=== SUPPLIED RECORDS ===

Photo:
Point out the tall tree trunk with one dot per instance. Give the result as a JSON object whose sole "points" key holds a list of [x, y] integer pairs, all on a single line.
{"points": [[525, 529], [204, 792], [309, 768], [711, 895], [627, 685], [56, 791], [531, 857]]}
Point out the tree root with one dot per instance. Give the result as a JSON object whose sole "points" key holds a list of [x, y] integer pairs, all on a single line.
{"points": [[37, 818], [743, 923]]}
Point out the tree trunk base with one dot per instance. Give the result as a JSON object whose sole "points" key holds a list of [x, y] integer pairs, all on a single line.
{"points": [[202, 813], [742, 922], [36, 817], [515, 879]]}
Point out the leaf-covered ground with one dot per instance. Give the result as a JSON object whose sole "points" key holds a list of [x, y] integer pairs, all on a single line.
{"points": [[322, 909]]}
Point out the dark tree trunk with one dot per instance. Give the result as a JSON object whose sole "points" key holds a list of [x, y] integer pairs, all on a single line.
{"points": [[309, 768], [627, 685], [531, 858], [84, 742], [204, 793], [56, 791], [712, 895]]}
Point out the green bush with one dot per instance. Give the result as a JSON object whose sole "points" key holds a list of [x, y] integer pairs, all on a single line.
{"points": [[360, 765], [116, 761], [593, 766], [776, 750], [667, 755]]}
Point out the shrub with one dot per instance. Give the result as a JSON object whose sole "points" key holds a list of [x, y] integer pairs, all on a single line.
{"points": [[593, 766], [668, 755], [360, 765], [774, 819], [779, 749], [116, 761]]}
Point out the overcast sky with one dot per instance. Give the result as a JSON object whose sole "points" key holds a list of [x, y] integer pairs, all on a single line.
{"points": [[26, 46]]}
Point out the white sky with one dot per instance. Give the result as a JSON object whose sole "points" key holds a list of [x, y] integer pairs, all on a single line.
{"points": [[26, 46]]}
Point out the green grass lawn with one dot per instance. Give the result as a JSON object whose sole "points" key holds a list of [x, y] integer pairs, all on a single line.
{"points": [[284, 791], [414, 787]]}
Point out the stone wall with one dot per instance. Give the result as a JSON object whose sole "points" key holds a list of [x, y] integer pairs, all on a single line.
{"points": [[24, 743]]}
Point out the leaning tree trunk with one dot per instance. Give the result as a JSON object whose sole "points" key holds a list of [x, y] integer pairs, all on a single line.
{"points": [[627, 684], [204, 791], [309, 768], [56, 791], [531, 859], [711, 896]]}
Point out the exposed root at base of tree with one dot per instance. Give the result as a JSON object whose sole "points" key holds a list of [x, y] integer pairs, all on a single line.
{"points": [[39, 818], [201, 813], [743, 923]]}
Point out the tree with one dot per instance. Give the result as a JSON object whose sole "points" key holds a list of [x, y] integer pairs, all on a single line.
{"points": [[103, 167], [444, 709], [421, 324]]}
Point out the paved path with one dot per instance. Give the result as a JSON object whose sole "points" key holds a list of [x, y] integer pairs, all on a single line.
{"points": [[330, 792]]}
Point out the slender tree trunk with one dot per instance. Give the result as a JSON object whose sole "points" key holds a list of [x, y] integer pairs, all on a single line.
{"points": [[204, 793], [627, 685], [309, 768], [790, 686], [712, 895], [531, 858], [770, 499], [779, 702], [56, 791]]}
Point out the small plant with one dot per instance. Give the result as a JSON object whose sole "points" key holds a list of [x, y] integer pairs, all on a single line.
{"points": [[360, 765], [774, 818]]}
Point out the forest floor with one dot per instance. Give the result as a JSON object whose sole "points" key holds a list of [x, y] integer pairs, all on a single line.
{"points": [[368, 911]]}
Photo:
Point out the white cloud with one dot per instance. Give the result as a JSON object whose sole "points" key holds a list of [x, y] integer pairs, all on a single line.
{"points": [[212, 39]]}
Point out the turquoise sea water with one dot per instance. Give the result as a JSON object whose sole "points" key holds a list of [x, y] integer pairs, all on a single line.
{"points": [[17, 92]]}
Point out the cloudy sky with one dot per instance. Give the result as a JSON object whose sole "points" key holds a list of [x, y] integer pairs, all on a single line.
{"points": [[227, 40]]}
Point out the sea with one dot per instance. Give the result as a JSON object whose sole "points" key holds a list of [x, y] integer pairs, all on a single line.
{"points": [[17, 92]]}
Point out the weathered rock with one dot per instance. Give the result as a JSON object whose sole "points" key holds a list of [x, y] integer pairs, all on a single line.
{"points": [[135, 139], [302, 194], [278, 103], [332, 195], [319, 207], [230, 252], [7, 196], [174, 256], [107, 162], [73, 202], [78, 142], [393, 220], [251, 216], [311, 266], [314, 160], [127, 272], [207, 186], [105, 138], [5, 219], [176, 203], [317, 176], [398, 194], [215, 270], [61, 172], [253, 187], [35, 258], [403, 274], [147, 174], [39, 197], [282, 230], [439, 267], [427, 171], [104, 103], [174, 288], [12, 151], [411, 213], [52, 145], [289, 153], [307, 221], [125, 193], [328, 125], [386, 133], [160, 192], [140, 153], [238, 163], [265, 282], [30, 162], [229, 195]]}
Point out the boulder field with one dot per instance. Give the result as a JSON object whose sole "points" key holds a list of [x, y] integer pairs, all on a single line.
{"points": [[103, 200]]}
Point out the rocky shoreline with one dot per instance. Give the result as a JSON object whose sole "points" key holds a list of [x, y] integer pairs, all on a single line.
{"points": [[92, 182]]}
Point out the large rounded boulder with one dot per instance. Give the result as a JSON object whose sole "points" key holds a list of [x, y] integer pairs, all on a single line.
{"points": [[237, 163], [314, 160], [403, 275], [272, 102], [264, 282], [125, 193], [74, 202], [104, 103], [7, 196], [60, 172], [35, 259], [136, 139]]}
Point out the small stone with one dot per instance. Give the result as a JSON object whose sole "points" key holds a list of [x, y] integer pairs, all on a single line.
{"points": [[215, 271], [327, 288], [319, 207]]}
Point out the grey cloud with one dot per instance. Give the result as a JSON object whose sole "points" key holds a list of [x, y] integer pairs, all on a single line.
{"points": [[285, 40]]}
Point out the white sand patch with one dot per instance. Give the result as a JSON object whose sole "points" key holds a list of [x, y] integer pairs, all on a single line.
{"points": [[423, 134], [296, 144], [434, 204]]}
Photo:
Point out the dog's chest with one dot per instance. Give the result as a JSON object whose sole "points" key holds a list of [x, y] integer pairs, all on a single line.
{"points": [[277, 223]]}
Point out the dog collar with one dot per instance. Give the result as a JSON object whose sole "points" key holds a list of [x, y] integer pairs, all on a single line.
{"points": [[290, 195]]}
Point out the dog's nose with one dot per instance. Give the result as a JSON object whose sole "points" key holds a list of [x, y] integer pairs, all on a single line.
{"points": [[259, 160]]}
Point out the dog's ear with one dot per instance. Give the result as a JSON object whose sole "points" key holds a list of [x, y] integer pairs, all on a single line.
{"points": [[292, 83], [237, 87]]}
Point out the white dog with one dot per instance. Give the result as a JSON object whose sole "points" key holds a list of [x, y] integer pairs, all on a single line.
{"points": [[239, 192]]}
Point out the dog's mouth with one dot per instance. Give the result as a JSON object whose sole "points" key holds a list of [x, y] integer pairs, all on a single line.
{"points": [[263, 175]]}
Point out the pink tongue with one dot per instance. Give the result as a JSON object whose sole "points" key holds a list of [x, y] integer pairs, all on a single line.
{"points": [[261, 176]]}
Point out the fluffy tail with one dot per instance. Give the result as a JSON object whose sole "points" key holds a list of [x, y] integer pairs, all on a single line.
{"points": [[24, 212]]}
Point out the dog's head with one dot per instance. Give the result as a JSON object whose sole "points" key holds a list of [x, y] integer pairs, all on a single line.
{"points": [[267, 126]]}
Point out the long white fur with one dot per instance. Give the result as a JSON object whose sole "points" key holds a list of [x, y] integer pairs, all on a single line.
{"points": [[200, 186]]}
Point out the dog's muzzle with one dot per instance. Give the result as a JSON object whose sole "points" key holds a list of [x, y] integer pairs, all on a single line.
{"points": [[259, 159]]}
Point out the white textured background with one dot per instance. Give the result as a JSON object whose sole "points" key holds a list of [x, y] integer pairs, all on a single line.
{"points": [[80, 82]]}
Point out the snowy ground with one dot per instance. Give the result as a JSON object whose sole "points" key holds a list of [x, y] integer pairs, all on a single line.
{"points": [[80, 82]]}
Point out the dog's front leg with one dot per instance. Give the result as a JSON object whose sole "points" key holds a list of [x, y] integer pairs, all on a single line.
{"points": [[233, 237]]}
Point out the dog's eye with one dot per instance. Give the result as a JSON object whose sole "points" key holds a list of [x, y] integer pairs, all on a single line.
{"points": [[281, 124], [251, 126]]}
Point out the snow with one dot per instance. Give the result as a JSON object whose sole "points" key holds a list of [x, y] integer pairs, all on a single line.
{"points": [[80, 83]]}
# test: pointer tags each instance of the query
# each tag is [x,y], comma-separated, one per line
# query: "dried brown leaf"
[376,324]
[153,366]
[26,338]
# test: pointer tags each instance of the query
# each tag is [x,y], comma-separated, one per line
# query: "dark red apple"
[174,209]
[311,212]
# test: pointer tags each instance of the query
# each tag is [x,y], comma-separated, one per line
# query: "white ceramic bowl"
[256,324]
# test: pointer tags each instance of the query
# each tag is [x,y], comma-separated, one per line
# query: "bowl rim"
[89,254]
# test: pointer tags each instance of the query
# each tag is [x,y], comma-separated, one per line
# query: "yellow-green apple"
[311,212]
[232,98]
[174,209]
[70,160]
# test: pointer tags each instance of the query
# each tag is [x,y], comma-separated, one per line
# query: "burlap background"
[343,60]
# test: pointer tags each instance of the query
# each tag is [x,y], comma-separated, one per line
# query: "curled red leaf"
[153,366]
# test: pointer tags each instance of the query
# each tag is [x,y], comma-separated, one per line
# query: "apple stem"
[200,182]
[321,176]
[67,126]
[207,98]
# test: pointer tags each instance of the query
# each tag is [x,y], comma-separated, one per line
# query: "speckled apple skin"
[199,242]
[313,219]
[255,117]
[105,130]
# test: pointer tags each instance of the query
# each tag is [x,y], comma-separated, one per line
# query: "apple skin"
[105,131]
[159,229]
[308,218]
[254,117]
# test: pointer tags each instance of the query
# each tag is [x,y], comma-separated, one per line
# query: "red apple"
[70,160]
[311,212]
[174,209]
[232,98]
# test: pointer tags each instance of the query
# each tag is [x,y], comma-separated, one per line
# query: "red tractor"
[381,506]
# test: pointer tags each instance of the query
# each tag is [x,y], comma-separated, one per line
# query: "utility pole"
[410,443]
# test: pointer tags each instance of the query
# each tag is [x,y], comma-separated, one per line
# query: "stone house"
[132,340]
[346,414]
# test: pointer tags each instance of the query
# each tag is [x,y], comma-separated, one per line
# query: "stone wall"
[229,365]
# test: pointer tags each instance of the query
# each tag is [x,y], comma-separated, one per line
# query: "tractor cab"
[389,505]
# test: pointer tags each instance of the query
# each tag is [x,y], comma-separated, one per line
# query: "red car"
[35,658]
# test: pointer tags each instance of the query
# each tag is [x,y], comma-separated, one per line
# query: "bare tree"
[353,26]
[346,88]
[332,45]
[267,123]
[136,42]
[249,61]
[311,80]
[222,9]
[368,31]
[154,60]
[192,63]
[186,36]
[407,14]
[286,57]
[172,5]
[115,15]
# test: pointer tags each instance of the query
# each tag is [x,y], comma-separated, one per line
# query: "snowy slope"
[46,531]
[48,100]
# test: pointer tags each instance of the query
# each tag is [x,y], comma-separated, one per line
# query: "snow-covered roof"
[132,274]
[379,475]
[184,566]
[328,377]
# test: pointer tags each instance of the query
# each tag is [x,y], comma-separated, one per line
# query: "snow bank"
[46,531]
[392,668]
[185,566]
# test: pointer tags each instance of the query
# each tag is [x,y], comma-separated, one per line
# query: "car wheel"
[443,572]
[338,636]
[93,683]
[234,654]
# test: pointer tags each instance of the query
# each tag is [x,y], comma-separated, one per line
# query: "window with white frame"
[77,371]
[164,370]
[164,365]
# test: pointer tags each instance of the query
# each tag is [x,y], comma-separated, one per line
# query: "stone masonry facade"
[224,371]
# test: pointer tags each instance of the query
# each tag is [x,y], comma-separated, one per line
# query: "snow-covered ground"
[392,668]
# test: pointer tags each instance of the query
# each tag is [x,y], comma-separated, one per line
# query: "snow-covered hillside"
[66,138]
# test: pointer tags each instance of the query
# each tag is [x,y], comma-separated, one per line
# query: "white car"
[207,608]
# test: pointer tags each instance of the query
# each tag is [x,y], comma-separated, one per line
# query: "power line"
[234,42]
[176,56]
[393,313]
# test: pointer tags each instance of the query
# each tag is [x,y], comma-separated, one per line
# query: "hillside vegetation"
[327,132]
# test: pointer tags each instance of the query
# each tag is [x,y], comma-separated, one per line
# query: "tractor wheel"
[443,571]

===

WHAT IS REQUIRED | Can you update the items from the first line through the line with "Point out the tall" by replacing "single line" with "one line" and changing nothing else?

EXERCISE SOLUTION |
Photo:
Point out the tall tree trunk with one dot per instance. Give the result as a JSON object whose sole "points" key holds a list of [x, y] integer pairs, all on a one line.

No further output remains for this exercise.